### Artigo
“Aqui vende-se arte”
É um dos artistas plásticos mais proeminente da sua geração. Tem 20 anos de carreira e expõe regularmente. Em entrevista ao VALOR ECONÓMICO, entre outros temas, o artista fala da carreira, do mercado das artes e da desilusão que foi a União Nacional dos Artistas Plásticos.
A partir de que momento descobriu que tinha jeito para arte?
Foi muito cedo, quando estava no primário e desenhei o rosto do meu pai. Mais tarde fiz um curso para aprimorar o dom em Portugal na associação da Lameiras, depois fiz aprimoramento na Holanda e Nova Iorque.
O que significa o livro “Deep- Hildebrando de Mello 20 anos de carreira”?
Significou um balanço de como está a minha arte. Já tinha essa ideia há muito tempo, através do que fizeram os grandes artistas depois da morte. E eu quis fazê-lo vivo e fiz. O Ensa-Arte foi o primeiro prémio que ganhou como artista plástico.
Que significado teve para si?
Foi o catapultar da minha carreira. Estavam mestres no mercado como o Augusto Ferreira e o Van. E terem-me dado aquele prémio foi o coroar de um trabalho. Talvez, se não ganhasse, a minha carreira não teria tantos ‘inputs’.
Já teve exposições além fronteiras, o que é que carrega consigo sempre que tem uma exposição dessas?

### Dados apresentados
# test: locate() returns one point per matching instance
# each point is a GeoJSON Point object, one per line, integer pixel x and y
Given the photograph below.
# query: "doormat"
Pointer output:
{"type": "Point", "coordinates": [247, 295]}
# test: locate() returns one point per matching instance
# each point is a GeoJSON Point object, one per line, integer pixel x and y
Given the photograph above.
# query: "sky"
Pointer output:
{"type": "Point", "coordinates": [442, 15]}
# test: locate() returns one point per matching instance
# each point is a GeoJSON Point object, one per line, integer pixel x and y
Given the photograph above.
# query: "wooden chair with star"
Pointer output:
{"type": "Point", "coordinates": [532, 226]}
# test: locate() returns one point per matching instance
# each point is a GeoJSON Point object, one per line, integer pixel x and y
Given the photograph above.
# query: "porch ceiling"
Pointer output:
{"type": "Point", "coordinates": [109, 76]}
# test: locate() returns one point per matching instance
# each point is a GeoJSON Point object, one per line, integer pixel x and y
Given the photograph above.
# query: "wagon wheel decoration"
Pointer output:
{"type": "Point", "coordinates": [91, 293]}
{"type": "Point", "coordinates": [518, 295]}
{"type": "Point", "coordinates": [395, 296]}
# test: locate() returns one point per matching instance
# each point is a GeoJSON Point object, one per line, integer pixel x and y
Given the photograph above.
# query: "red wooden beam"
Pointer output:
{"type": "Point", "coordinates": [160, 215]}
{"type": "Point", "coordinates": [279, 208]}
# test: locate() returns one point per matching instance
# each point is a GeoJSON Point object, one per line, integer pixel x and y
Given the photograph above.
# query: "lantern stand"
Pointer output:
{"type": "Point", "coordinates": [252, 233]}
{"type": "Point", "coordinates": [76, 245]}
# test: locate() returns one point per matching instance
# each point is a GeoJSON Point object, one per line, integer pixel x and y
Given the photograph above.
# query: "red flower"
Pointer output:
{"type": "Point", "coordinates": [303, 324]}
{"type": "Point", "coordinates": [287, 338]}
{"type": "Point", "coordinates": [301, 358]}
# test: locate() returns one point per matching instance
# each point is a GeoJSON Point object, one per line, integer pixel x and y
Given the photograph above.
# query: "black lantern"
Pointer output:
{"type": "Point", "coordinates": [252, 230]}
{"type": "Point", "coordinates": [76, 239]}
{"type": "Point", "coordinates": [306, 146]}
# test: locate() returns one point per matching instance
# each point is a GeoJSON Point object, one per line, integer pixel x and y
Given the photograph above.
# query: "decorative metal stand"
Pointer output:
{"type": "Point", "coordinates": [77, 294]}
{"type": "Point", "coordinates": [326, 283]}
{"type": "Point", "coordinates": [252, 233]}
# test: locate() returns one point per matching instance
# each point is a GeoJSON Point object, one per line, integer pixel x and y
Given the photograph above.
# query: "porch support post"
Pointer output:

### Instruções da tarefa
Apresente a continuação da entrevista sobre a carreira do artista plástico, começando logo após a última frase do artigo. Não é necessário consultar os dados.

### Resultado do exercício
Estamos a sair de uma feira na África do Sul em que foram também outros artistas angolanos. Fomos muito bem acolhidos. As pessoas, quando lá estávamos, não acreditavam que o que levamos era pintura angolana, mas sim de Nova Iorque.
Sente que lá fora não têm conhecimento do que produzimos?
É muito normal. As pessoas quando abrem os noticiários, o que ouvem? Corrupção, petróleo e por aí. As artes não estão. Devia ser ao contrário, porque as artes são o que representa qualquer país. Passamos por este triste facto, porque não temos uma marca para dizer: isso é pintura contemporânea.
E a representação que temos abafa as artes?
Sem dúvida. Essa situação das estátuas que foram buscar com ajuda de um galerista Francês, por exemplo, isso é pano de fundo para a corrupção. E as pessoas deviam parar com esse tipo de espalhafato a nível internacional. Isso de nada nos ajuda. Se quisermos mostrar Angola que é, temos de mostrar os povos e a sua forma. Estamos mais virados para colecções sem pés nem cabeça. Essa colecção do Sindika Dokolo não tem pés nem cabeça. É mais propaganda do que outra coisa.
E por onde é que devemos agarrar para mudar o quadro?
O problema está na base. Não se pode ter boas omeletas com maus ovos. Depois passa pela iniciativa estatal. Essa ministra da cultura que saiu foi muito má. No princípio, fez tudo para agradar e no fim dilacerou-nos. Dividiu-nos. Pôs-nos todos à parte. Deveria haver mais espírito congregacionista da parte do Estado e das associações. Deu-se a trienal de Luanda e os artistas plásticos mais importante de Angola não estiveram lá.
Qual é a exposição que mais o marcou?
Marcou-me a última, dos 20 anos de carreira, realizada no Instituto de Camões. Foi muito triste. Pelo artista que sou e por ter feito 20 anos, devia ser num centro de arte contemporânea angolano. Não foi. Foi no centro cultural Camões. E foi um misto de alegria e tristeza.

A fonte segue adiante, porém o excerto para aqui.